• **REQUIRED WORK**: Duplicate the lines below exactly, from the line with "The client would like the granola located" to the line with "[292,228,354,258]", both included. Leave out the pictures.
***** INPUT ROWS *****
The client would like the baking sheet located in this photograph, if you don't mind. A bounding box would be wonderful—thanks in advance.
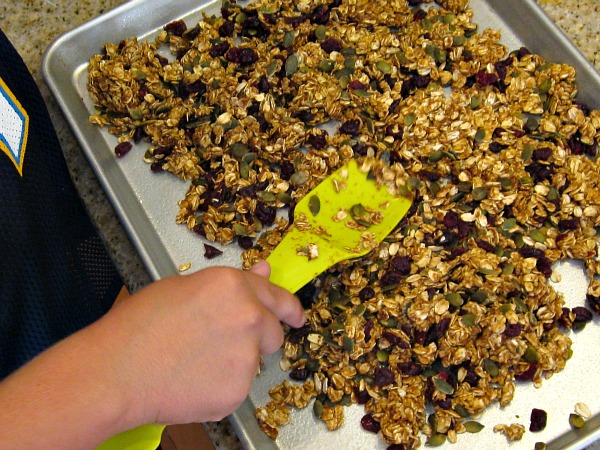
[42,0,600,450]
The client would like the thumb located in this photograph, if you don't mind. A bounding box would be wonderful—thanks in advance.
[250,260,271,279]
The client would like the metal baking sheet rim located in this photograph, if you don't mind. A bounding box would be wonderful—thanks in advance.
[42,0,600,450]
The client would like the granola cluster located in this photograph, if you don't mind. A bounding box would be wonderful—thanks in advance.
[88,0,600,449]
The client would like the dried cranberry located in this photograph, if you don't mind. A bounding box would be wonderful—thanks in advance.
[321,38,342,53]
[165,20,187,37]
[571,306,594,323]
[133,127,146,144]
[531,147,552,161]
[115,141,133,158]
[290,367,309,381]
[219,20,235,37]
[360,414,381,433]
[208,42,230,58]
[204,244,223,259]
[358,286,375,302]
[529,408,548,433]
[240,9,271,41]
[373,367,394,387]
[340,119,360,135]
[415,75,431,89]
[475,70,498,86]
[502,323,523,338]
[238,236,254,250]
[586,294,600,314]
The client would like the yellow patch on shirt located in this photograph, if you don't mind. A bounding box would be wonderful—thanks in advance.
[0,74,29,176]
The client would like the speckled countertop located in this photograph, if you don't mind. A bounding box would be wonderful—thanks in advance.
[0,0,600,450]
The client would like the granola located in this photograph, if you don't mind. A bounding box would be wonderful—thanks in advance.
[88,0,600,449]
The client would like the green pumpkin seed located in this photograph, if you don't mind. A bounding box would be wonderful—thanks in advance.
[523,345,540,364]
[521,144,533,161]
[501,263,515,275]
[433,377,454,395]
[463,420,485,433]
[502,217,517,231]
[423,432,446,447]
[308,195,321,216]
[315,25,327,41]
[569,413,585,428]
[483,358,500,377]
[375,59,392,74]
[454,403,469,417]
[342,336,354,353]
[232,222,248,236]
[285,54,299,77]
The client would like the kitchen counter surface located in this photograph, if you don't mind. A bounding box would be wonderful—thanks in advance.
[0,0,600,450]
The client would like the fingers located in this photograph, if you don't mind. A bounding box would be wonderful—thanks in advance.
[250,261,306,328]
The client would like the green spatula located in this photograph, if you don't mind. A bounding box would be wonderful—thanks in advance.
[96,160,412,450]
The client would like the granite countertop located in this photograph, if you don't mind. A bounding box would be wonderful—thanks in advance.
[0,0,600,450]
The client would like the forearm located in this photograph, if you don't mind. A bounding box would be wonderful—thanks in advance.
[0,325,135,449]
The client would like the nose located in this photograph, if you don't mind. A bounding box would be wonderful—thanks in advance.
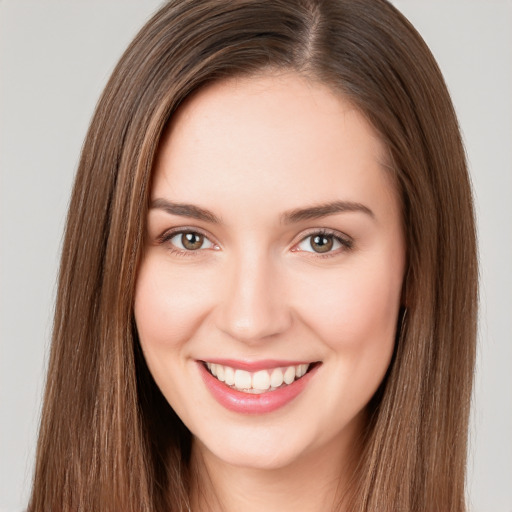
[217,252,292,343]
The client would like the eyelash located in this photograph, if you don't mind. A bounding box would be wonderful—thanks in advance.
[158,228,354,259]
[292,228,354,258]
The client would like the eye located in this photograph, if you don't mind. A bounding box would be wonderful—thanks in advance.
[295,232,352,254]
[164,231,215,252]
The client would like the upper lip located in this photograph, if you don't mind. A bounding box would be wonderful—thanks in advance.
[201,358,314,372]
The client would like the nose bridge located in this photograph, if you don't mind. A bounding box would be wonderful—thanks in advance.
[219,245,291,343]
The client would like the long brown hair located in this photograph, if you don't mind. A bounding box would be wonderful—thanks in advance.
[28,0,477,512]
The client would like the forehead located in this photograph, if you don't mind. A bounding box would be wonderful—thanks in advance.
[152,73,394,222]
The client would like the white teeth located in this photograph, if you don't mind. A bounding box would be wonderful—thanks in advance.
[295,364,309,379]
[235,370,252,389]
[217,364,225,382]
[224,366,235,386]
[270,368,284,388]
[284,366,295,384]
[252,370,270,390]
[206,363,309,394]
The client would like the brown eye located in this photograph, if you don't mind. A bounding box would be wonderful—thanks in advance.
[164,231,215,252]
[310,235,334,252]
[181,233,204,251]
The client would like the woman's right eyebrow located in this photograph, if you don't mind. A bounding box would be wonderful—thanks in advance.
[150,199,221,224]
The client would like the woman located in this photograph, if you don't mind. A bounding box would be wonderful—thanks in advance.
[29,0,477,511]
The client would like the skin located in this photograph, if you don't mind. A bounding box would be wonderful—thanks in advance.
[135,73,405,512]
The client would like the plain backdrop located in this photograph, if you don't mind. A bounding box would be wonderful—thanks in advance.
[0,0,512,512]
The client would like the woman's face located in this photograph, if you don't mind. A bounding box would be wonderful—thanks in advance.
[135,73,405,468]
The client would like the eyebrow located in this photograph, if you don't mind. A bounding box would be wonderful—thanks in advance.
[150,199,375,224]
[150,199,221,224]
[281,201,375,224]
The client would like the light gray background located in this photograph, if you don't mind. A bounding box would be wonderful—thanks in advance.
[0,0,512,512]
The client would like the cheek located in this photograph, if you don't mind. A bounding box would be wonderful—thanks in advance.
[296,255,402,355]
[134,255,214,349]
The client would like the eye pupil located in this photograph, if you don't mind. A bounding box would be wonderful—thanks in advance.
[311,235,334,252]
[181,233,204,251]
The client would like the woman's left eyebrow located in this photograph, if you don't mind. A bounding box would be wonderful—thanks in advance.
[150,199,221,224]
[281,201,375,224]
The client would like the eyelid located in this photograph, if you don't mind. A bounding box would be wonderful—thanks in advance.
[291,228,354,258]
[157,226,219,255]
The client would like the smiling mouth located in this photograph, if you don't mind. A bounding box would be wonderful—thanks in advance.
[203,362,316,395]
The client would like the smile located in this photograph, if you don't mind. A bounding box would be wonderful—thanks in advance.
[197,359,322,414]
[205,362,310,394]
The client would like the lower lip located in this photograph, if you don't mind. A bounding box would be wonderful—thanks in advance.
[198,362,318,414]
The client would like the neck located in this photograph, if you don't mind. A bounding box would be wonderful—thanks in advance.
[191,428,356,512]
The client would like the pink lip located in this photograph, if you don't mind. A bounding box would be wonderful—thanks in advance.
[198,360,320,414]
[205,359,311,372]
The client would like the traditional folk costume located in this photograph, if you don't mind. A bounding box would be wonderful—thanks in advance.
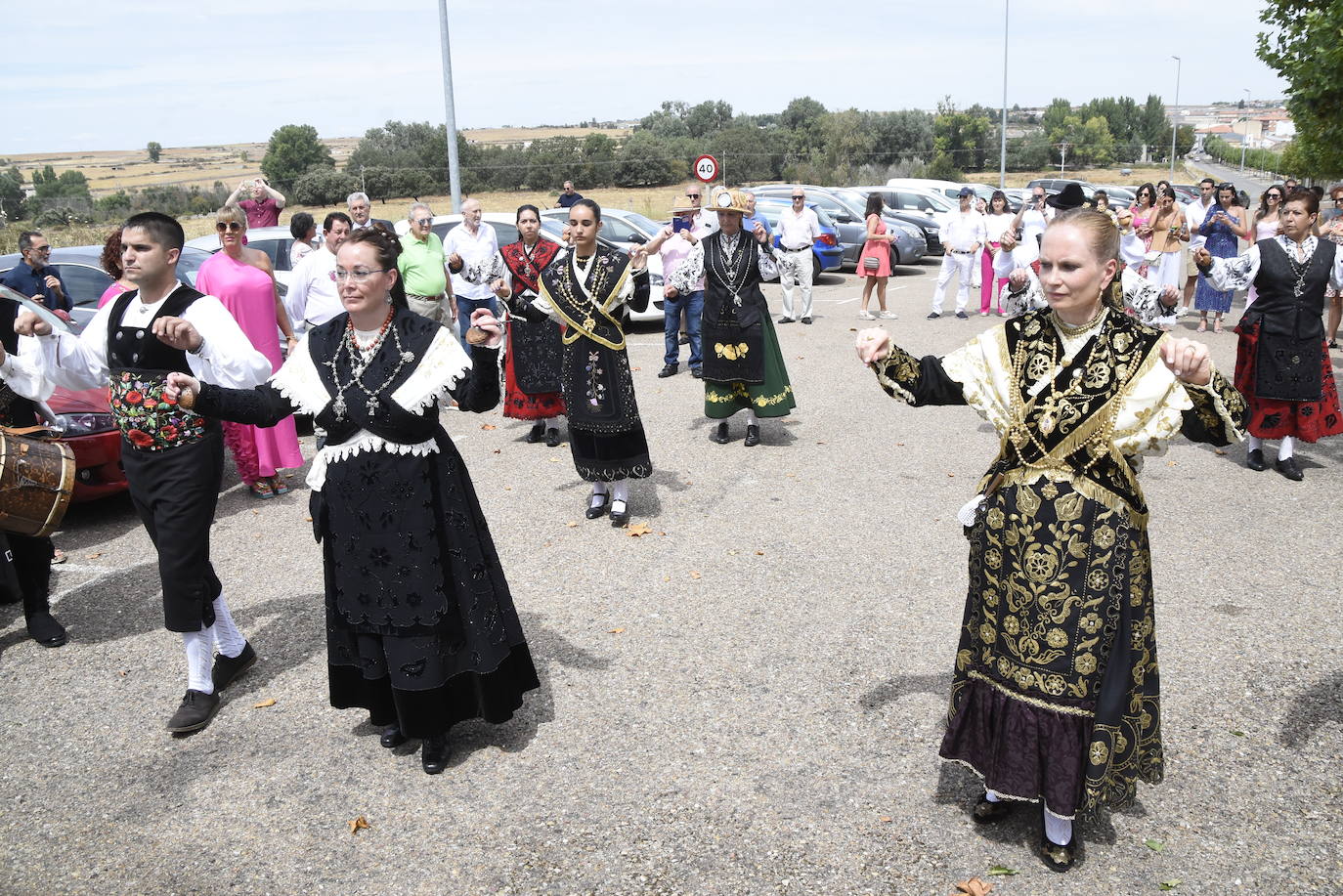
[518,244,653,527]
[39,283,270,731]
[872,308,1245,859]
[195,309,539,771]
[462,239,564,448]
[671,192,797,446]
[1202,235,1343,481]
[0,298,65,648]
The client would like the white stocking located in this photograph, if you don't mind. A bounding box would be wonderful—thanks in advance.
[212,591,247,660]
[181,626,215,693]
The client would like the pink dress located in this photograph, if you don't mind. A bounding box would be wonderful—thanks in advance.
[196,251,304,485]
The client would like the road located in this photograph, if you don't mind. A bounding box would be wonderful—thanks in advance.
[0,255,1343,896]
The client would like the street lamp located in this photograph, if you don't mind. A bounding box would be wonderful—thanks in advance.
[1171,57,1181,183]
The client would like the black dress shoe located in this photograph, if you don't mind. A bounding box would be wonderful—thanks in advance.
[583,491,611,520]
[168,688,219,735]
[377,725,406,749]
[420,735,449,775]
[209,642,256,693]
[1275,454,1306,483]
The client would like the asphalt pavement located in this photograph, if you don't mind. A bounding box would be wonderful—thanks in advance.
[0,255,1343,896]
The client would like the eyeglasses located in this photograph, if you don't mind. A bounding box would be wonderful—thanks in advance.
[331,268,392,283]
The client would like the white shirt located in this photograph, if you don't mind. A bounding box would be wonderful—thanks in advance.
[284,243,345,336]
[941,208,984,252]
[37,283,272,390]
[775,205,821,252]
[443,220,499,301]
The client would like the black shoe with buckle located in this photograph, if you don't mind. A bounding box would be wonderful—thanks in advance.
[168,688,219,735]
[209,641,256,693]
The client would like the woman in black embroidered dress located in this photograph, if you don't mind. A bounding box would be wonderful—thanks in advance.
[169,229,538,774]
[858,209,1245,871]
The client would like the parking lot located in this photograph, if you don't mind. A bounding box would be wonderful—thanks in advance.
[0,259,1343,895]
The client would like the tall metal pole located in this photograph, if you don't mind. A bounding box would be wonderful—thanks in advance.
[990,0,1012,189]
[1171,57,1181,178]
[438,0,462,215]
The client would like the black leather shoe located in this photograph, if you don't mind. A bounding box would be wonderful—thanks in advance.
[583,491,611,520]
[1274,454,1306,483]
[377,725,406,749]
[1039,832,1077,872]
[420,735,449,775]
[168,688,219,735]
[209,642,256,693]
[970,796,1016,825]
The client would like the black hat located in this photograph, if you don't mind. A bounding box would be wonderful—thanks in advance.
[1045,183,1087,211]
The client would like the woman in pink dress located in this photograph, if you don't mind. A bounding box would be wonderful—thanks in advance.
[857,193,894,321]
[196,205,304,498]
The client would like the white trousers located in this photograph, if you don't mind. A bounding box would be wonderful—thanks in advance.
[775,248,812,320]
[932,248,975,315]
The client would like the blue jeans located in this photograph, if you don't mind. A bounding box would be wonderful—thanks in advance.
[662,289,704,368]
[455,295,499,355]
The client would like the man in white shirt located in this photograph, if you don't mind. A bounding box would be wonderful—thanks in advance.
[775,187,821,323]
[284,211,352,336]
[443,198,499,352]
[1178,177,1217,316]
[928,187,986,321]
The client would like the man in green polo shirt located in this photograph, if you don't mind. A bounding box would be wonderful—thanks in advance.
[396,203,453,325]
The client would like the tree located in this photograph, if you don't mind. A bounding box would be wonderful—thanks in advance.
[1256,0,1343,179]
[261,125,336,188]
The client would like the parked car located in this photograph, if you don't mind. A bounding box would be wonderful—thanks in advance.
[0,246,217,502]
[757,196,844,283]
[396,208,662,323]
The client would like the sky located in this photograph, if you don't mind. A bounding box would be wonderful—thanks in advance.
[0,0,1285,154]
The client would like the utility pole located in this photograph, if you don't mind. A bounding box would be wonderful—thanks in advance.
[438,0,462,215]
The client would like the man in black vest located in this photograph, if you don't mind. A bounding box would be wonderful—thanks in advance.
[15,212,272,734]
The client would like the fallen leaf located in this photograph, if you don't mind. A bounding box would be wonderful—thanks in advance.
[952,877,994,896]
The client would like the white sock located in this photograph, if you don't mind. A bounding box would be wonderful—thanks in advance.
[1045,809,1073,846]
[181,628,215,693]
[211,591,247,660]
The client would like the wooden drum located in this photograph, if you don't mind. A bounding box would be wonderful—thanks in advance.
[0,429,75,537]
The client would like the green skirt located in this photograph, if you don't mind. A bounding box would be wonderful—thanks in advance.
[704,315,798,420]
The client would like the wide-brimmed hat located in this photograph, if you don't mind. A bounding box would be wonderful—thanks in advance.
[1045,183,1087,211]
[708,190,751,216]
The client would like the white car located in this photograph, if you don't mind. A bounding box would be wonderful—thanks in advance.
[395,208,664,323]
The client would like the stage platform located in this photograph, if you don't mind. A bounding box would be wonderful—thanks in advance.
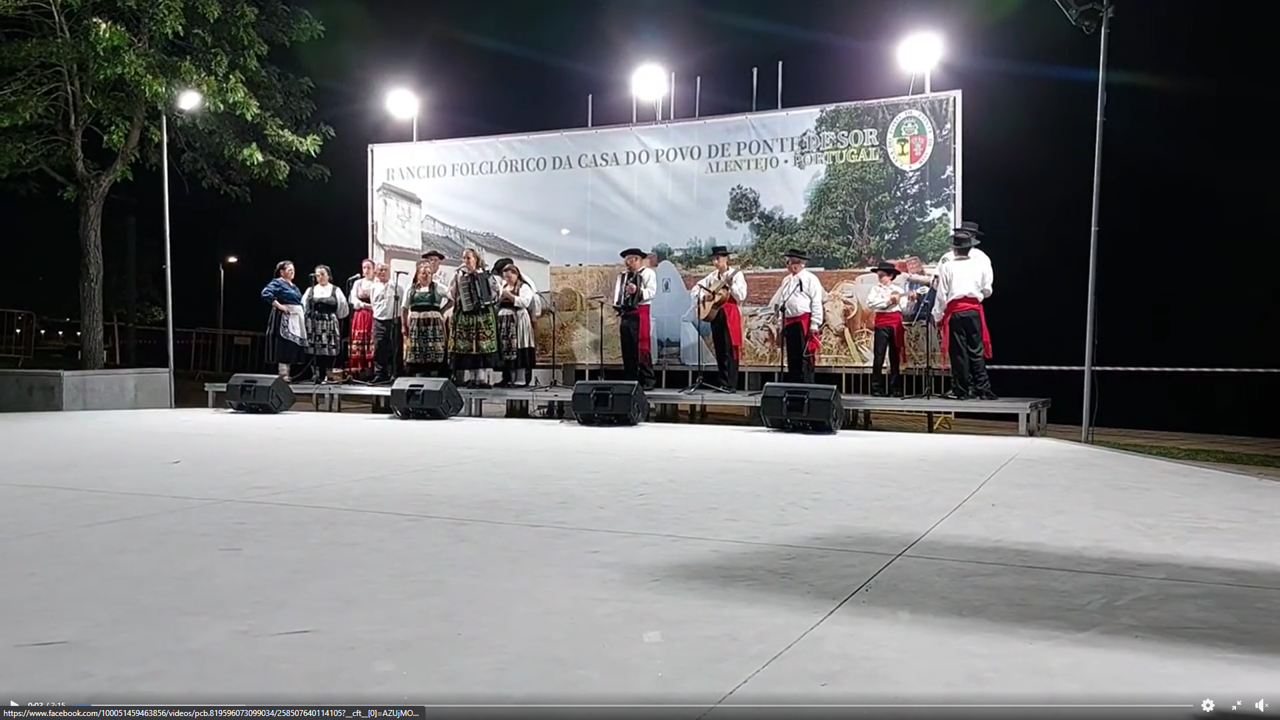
*****
• **ANSWER**:
The client would like the granola located in this photograph, if you don't mind. A bounding box would be wonderful—thanks in advance.
[88,0,600,449]
The client would like the green pumpkin seed located in this photograph, if you don't mind. A bounding box would be wonderful—thanks in advance.
[523,345,540,364]
[521,144,533,161]
[501,263,515,275]
[433,377,454,395]
[463,420,485,433]
[502,217,517,231]
[423,432,446,447]
[308,195,321,216]
[315,25,327,41]
[569,413,585,428]
[483,358,500,377]
[375,59,392,74]
[454,403,469,417]
[342,336,354,353]
[232,222,248,236]
[285,54,299,77]
The client would like the kitchen counter surface located in this photograph, if you don't mind. A bounding box would be wonderful—thanks in advance.
[0,0,600,450]
The client would like the fingers located in this photograph, if you don't mind. A bounding box would be wonderful—thanks in advance.
[250,261,306,328]
The client would like the green spatula located in this photograph, if you don't mind. A bounding box would be wonderful—thanks in advance.
[96,160,412,450]
The client would like the granite countertop located in this photograph, if you don't mind. A bounding box would be wonderful—thanks in advance.
[0,0,600,450]
The client would like the forearm located in this photograph, if you don't mind. A bounding box would be wonderful—thanks in advance.
[0,325,135,449]
The client would like the nose located in this photograph, if you don't mind. A bounding box would be wonderful—thanks in advance.
[217,252,292,343]
The client would like the eyelash located in this photograph, if you don't mind. A bounding box would be wonderful—thanks in advance.
[158,228,354,259]
[292,228,354,258]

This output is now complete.